**SUPPLIED PASSAGE**

Transcript
Kevin: According to the American Civil Liberties Union, school disciplinary policies often disproportionately affect Black students. Black students are suspended or expelled at three times the rate of white students and are three times more likely to enter the juvenile justice system. How can we hold students accountable for their actions and still provide support in the ways that they need? What are some successful prevention approaches for keeping students out of the criminal justice system, and how can we holistically reintegrate students who are currently in the juvenile justice system? This is What I Want to Know. And today I'm joined by Tony Lowden to find out.
Kevin: Tony Lowden is a vice president at ViaPath Technologies, an organization dedicated to breaking the cycle of incarceration. Lowden has more than 20 years of experience on the local, state and national levels, assisting criminal justice-involved individuals with opportunities for successful outcomes. In 2020, Lowden was appointed by the White House to be the executive director of the Federal Interagency Council on Crime Prevention and Improving Reentry. He is also the pastor for former President and First Lady Jimmy and Rosalyn Carter. Today he is here to talk to us about the school-to-prison pipeline and what schools can do to keep students out of the criminal justice system. Tony, welcome to the show.
Tony: Well, it's good being here, Kevin. Thank you for giving me this opportunity.
Kevin: So, I've been a long admirer of your work, and we're going to talk about the whole school-to-prison pipeline, incarceration, reentry. This has become your career, part of your career, but also I would be remiss if I didn't at least remind our listeners and viewers that you were one heck of an athlete, a great baseball player. Talk about that career, and then what led you to this community-minded work that you're engaged in now?

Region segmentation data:
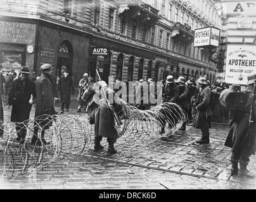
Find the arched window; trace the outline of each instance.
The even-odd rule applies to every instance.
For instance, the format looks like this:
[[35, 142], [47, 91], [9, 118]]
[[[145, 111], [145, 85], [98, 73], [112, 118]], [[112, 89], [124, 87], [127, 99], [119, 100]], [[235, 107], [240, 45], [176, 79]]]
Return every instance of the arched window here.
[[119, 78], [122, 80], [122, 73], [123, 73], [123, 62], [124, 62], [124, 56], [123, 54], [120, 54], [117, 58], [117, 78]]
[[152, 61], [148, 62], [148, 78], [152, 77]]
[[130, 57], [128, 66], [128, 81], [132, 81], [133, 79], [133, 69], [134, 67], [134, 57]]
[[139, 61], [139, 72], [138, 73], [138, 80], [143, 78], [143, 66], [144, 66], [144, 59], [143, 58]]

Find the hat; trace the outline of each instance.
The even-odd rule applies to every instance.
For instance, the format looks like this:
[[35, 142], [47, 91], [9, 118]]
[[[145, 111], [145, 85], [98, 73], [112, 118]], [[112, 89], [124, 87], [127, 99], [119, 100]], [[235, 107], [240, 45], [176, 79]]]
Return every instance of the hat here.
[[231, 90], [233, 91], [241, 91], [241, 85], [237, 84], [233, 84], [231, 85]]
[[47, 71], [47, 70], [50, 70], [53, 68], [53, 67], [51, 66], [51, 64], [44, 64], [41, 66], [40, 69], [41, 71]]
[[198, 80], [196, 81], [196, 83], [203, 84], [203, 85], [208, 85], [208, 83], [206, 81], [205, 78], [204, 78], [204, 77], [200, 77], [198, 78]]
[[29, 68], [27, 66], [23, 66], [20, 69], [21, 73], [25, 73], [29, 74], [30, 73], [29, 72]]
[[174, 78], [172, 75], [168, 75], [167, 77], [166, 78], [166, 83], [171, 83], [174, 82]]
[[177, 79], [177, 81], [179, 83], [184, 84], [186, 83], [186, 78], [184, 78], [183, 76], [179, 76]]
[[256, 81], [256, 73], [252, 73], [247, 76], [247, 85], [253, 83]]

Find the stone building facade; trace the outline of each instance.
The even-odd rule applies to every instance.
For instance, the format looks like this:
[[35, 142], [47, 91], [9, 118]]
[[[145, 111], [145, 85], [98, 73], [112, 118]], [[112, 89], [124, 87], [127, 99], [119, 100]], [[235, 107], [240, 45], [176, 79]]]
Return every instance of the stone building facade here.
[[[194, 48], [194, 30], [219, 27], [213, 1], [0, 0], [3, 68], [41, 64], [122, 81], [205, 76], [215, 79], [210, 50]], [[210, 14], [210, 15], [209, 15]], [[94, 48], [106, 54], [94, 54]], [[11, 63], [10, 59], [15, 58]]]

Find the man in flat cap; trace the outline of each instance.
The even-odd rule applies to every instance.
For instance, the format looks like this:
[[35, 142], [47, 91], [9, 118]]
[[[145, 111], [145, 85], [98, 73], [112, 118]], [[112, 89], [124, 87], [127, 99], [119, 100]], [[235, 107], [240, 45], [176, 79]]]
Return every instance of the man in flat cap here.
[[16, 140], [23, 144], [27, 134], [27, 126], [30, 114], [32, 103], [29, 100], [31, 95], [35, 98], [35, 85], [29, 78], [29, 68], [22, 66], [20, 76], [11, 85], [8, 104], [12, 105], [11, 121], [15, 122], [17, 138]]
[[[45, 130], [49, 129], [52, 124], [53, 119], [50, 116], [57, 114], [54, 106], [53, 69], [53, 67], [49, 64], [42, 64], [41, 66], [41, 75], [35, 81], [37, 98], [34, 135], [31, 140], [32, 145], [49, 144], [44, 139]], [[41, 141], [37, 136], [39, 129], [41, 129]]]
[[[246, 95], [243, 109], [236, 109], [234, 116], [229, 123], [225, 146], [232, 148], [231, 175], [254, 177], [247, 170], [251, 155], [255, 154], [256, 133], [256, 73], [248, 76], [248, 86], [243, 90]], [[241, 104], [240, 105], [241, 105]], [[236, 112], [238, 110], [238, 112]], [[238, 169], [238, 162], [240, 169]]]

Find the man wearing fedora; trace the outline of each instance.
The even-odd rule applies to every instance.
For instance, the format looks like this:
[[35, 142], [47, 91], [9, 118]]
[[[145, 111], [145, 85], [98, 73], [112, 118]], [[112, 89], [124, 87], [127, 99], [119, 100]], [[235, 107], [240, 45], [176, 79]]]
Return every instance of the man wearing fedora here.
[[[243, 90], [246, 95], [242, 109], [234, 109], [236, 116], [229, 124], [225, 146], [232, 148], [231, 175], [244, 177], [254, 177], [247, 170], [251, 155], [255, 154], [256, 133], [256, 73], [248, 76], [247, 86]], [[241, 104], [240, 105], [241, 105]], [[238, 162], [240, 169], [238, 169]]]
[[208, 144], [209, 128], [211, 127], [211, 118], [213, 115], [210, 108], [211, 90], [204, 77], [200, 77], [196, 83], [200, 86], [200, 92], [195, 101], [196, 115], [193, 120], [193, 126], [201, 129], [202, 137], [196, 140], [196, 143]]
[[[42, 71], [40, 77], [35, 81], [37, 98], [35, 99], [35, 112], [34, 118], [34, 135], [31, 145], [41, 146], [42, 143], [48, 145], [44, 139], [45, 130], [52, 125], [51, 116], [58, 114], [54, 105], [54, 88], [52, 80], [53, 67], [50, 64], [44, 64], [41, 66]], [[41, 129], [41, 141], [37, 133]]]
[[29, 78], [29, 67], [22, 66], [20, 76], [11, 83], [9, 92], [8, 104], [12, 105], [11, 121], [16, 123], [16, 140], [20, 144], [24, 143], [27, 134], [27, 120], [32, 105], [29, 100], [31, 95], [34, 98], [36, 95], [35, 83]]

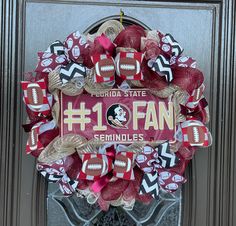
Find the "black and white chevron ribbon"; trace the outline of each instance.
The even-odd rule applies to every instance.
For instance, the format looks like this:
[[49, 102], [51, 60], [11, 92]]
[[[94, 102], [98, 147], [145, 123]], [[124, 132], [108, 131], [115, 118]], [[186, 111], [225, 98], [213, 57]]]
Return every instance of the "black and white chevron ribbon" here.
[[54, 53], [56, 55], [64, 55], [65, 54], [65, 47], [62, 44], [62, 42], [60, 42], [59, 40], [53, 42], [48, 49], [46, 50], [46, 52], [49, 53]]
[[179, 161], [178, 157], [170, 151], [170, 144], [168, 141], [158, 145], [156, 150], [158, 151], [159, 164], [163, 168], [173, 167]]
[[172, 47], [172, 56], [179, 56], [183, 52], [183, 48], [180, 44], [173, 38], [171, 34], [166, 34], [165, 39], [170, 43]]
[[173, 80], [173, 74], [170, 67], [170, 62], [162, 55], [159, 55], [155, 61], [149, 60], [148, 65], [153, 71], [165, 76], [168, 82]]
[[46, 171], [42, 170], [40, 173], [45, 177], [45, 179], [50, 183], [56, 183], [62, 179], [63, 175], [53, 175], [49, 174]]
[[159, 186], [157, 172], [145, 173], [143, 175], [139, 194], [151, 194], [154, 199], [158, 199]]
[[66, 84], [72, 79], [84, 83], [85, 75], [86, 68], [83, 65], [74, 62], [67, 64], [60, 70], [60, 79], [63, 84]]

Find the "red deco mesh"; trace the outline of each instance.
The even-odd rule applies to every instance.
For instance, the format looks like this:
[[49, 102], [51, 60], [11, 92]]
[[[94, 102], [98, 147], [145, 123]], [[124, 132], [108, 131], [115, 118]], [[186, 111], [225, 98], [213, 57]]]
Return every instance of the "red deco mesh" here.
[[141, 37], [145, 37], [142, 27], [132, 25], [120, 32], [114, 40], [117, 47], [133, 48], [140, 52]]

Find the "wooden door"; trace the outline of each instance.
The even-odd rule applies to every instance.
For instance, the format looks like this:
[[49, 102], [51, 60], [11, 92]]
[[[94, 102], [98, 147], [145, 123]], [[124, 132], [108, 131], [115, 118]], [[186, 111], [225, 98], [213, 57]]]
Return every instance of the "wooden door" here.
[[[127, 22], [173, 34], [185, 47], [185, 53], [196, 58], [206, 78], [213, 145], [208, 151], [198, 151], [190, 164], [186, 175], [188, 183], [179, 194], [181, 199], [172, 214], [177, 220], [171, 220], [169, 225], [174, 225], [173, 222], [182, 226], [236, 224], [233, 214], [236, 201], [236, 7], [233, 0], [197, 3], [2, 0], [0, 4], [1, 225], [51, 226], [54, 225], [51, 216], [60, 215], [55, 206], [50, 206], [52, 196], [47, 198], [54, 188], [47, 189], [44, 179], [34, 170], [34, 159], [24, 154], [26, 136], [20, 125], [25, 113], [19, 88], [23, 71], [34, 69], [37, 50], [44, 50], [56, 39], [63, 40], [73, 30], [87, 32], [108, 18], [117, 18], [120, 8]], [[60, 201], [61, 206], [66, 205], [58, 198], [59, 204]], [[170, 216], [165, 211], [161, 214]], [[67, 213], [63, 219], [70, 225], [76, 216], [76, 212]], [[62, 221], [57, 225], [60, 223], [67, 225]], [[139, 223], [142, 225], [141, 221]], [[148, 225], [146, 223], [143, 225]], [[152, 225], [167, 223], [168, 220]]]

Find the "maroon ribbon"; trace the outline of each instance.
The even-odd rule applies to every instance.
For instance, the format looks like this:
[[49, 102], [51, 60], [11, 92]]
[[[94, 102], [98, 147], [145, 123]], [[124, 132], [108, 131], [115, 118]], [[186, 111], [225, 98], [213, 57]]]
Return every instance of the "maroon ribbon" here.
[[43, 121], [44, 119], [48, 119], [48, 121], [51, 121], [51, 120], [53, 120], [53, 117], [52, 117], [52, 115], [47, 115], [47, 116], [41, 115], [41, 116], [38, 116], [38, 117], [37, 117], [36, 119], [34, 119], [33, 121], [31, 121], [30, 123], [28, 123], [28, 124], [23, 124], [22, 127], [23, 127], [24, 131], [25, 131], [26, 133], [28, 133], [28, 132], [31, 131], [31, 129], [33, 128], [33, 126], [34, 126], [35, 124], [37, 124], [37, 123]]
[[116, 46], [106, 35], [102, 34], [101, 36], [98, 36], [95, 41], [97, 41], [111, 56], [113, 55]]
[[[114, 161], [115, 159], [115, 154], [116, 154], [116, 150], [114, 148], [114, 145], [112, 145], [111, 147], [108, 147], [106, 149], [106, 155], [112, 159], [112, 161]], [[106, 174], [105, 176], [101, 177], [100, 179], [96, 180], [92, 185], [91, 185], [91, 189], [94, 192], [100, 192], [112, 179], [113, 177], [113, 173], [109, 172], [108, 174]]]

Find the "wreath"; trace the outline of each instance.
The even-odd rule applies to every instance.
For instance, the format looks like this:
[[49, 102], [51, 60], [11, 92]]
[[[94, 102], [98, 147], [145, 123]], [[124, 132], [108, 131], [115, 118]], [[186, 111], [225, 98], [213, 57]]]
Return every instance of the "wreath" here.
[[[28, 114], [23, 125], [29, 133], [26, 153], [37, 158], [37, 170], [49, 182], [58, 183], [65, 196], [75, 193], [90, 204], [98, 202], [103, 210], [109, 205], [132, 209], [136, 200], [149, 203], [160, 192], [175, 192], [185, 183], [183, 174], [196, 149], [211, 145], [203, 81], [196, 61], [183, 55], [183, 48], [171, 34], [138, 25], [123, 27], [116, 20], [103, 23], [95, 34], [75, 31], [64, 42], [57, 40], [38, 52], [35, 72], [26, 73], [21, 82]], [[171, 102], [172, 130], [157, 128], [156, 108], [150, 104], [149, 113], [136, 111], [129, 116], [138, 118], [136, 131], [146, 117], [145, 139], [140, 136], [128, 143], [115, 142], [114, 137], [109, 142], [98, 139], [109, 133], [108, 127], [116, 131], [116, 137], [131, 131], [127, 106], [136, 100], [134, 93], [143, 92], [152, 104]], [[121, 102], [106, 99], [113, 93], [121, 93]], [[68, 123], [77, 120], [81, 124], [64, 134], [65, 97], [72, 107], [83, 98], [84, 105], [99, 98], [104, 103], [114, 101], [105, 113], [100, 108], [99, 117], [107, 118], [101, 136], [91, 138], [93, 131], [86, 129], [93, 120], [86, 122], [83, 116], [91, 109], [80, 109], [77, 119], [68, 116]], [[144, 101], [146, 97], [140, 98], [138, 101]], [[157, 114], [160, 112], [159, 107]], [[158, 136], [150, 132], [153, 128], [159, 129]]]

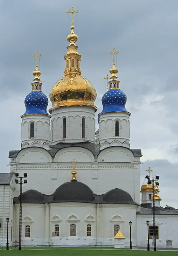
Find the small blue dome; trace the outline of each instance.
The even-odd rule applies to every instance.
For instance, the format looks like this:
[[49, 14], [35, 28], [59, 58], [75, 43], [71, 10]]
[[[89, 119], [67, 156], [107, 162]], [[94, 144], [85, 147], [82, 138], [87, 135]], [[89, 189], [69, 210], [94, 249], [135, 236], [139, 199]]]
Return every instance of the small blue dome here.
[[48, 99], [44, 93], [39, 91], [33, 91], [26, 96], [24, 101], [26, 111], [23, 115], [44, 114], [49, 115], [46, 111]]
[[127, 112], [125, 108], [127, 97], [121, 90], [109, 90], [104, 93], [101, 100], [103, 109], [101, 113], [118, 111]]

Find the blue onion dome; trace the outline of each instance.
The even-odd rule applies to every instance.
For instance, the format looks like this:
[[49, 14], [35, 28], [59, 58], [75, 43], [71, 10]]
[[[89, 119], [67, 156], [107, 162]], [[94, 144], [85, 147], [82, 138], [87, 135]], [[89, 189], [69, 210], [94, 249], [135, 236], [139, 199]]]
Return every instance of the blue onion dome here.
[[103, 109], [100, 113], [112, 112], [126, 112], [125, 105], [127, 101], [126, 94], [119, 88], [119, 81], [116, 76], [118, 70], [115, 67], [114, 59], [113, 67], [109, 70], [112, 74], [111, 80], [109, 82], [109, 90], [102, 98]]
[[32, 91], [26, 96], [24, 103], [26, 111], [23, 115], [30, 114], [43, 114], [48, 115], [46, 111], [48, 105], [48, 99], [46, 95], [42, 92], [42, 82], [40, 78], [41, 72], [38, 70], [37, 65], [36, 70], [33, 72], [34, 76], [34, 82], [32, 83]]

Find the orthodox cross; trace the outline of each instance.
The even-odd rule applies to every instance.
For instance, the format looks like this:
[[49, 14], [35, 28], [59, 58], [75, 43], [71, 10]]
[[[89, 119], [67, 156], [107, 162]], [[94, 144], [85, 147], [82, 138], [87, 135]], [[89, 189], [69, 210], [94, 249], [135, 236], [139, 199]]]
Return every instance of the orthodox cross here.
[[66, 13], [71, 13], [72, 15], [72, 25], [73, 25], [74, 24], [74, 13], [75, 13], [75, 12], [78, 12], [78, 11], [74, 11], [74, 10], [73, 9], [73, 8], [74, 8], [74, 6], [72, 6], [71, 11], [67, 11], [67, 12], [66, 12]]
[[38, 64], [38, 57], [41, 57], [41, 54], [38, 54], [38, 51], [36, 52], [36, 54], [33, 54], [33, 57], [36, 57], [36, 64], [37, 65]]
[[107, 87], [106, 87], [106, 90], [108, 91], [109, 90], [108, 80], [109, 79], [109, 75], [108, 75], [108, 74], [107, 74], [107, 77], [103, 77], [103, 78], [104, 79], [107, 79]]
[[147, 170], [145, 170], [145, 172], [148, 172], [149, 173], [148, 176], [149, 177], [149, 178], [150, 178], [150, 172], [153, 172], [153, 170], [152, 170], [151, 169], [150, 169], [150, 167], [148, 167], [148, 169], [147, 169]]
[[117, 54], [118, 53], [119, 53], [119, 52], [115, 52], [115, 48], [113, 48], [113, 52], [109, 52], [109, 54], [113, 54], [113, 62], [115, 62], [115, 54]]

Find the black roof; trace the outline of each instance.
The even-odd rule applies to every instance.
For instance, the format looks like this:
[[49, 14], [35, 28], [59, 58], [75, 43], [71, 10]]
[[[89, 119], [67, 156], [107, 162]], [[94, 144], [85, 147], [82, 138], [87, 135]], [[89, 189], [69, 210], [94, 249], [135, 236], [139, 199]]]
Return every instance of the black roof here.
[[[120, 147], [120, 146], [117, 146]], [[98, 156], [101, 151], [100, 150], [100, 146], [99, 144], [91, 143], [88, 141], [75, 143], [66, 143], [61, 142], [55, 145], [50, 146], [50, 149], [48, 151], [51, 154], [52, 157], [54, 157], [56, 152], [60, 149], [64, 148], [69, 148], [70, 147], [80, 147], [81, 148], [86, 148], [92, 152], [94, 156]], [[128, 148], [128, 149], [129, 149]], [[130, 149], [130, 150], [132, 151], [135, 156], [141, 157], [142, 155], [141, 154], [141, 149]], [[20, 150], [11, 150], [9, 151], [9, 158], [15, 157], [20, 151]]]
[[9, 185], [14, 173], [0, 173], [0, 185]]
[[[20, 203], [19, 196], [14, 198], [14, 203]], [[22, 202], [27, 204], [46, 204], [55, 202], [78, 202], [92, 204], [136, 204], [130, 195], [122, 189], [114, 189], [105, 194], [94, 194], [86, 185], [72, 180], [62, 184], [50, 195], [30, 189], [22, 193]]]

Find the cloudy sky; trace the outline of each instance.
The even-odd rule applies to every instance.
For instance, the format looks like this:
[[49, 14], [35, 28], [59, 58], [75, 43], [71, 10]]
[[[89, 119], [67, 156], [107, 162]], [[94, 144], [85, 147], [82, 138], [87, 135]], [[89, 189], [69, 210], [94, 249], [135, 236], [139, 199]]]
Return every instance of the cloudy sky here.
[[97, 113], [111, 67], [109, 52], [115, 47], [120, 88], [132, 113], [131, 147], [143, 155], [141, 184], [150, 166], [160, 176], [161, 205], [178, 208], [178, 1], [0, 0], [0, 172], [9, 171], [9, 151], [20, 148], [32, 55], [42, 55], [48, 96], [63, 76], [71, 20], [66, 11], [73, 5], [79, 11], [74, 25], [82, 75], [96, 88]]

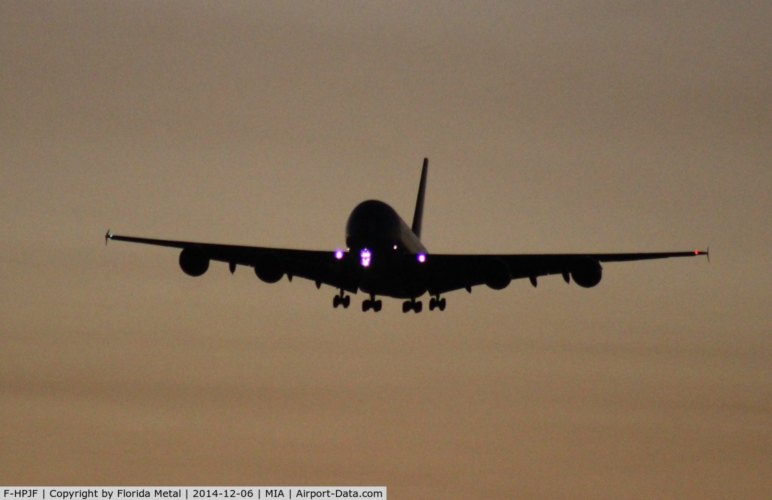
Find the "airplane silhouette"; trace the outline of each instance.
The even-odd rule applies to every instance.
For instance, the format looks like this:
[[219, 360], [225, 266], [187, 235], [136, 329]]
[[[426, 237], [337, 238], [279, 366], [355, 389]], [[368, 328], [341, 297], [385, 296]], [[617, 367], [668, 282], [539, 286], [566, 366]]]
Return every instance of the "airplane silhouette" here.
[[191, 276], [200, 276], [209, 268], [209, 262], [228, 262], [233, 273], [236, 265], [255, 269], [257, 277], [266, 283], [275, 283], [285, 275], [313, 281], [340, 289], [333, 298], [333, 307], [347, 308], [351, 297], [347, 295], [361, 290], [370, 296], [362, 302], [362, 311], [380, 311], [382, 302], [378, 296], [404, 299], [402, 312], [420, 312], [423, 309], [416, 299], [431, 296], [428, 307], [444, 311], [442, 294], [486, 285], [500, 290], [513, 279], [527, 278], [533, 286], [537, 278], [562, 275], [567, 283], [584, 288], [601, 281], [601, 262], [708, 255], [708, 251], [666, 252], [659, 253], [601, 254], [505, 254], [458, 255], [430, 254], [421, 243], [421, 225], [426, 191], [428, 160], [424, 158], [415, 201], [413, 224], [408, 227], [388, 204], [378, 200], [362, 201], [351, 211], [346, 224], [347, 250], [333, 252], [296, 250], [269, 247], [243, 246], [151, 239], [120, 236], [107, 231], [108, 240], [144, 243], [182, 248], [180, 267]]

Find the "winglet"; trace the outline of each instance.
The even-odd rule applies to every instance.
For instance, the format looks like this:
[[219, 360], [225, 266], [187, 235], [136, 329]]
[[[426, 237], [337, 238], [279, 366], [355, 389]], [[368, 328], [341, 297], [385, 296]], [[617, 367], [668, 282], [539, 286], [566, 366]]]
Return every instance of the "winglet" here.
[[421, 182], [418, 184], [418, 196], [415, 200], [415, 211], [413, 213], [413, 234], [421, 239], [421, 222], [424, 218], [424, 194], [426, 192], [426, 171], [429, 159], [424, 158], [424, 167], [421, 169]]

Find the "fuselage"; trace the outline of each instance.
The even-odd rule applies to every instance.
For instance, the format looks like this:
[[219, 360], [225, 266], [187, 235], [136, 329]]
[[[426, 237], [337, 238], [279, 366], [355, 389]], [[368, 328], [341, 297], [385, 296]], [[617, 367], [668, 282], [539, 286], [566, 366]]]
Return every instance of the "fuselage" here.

**DIRECTIONS**
a) Using the school-to-prison pipeline transcript, judge whether each statement agrees with it, answering yes or no and quoting the words that decide it. (i) Black students are suspended or expelled at three times the rate of white students. (ii) Lowden was appointed by the White House in 2018. (iii) Lowden has more than 30 years of experience.
b) Answer from the school-to-prison pipeline transcript:
(i) Where is Tony Lowden a vice president?
(ii) For whom is he pastor?
(iii) What sport does Kevin say Lowden played?
c) Carry on the school-to-prison pipeline transcript from the point where it stops.
Nothing in the data is needed.

**TASK-BY-TASK RESULTS**
a)
(i) Yes: "Black students are suspended or expelled at three times the rate of white students"
(ii) No: "In 2020, Lowden was appointed by the White House"
(iii) No: "Lowden has more than 20 years of experience"

b)
(i) ViaPath Technologies
(ii) Former President and First Lady Jimmy and Rosalyn Carter
(iii) Baseball

c)
Tony: Well, Kevin, just like a lot of kids growing up in the inner cities, sometimes sports is the way to avoid gangs and drugs. And I played just about every sport I could play to try to get out of North Philadelphia, and I was blessed to be able to be good at chasing that baseball down in the outfield and playing third base. And so, I love the sport. I still love it to this day. It allowed me to be able to leave North Philadelphia and go out to the West Coast and get a good education at USC, and it's been a blessing to be a part of something I think that shaped me. But more importantly, it made me competitive in everything I do. And so, from prison reform, reentry, helping kids, education, charter schools — I'm competitive with that and always trying to win to make sure I change people’s lives.
Kevin: Now, let me ask you this. You played with the L.A. Dodgers, you had this career in baseball where you were one of the best in the world because, if you make it to that level, you're one of the best in the world. So many athletes really are in the moment to the point where they don't think about post-athletic career. Did you always know you wanted to go back and be involved in community engagement?
Tony: I've always had this sense because I've always asked myself why. Why are things the way that they are? And when I no longer could chase the ball down when I hurt my knee, it forced me into what I studied in school. And so, studying government and economics allowed me to go back and try to be a servant leader to go back and see the things that upset me mentally and physically, the conditions of communities and children across the nation. It forced me to be able to go back and work in that space, working for Willie Brown at the time in California, and then leaving that position after six years and going to run the Republican Caucus after that. It gave me the view of both sides and how we can change communities. And I've been bit by that bug ever since. I want to be able to leave a legacy of serving so that my daughter can have a legacy of serving as well.
Kevin: And I do want to talk about your path to the ministry. How did that take place?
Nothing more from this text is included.